**AIM OF THE TASK**. Search term "placing": copy each line of the records that contains it.

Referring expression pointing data
____

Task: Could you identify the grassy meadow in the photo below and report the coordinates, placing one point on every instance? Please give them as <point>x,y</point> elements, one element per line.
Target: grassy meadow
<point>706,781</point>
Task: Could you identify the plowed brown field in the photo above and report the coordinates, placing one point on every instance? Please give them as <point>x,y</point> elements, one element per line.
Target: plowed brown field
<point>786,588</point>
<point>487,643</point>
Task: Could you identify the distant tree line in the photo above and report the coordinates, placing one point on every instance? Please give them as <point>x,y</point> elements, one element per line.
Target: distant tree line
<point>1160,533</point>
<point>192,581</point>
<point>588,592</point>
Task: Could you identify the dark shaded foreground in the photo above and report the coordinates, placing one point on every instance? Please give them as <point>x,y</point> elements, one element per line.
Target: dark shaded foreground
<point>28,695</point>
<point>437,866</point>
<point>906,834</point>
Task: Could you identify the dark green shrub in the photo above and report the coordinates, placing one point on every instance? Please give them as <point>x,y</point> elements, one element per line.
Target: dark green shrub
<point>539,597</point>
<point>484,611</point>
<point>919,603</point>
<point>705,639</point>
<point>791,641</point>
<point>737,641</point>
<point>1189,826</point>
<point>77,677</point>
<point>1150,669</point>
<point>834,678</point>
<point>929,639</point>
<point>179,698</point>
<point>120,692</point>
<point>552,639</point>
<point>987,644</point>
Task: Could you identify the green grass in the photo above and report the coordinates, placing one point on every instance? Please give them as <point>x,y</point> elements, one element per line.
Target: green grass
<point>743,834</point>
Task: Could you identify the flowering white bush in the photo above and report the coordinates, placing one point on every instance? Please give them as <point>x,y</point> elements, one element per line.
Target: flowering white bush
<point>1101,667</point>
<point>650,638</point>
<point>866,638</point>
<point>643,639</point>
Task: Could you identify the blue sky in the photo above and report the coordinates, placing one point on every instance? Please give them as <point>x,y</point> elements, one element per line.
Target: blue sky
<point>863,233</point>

____

**ANSWER BOX**.
Task: Could you identify the grassy meadow in the photo below and report the coordinates, placing one point on every instance? Please give them as <point>x,y</point> elements, one element per line.
Task: Could you identify the plowed brown field in the photo above and report the coordinates, placing one point on every instance? Please give them as <point>x,y</point> elements, one element per line.
Task: Could you identify the distant tree line in the photo above and report the coordinates, placing one point on every instance? Please give them as <point>x,y</point> elements, one element per line.
Task: Could you identify the dark shaded foreground in the photo above and report the coordinates, placing one point on every instance? Please give them as <point>x,y</point> elements, one element per line.
Task: Could you identify the dark green shrub in the photo above and report the coordinates, placing one point on every instance? Please give them as <point>x,y</point> elements, one element per line.
Task: Could you identify the green grass in the photo above and report the coordinates, placing one point on every instance? Please give them as <point>x,y</point> elements, one element per line.
Task: Could you identify the flowering white bush in the photo above and report the coordinates, placing one point on every instance? Please give them as <point>x,y</point> elements, one element per line.
Task: Could you identify the blue sky in the photo above and report the coordinates, placing one point on every instance? Please give them as <point>x,y</point> elements, one element per line.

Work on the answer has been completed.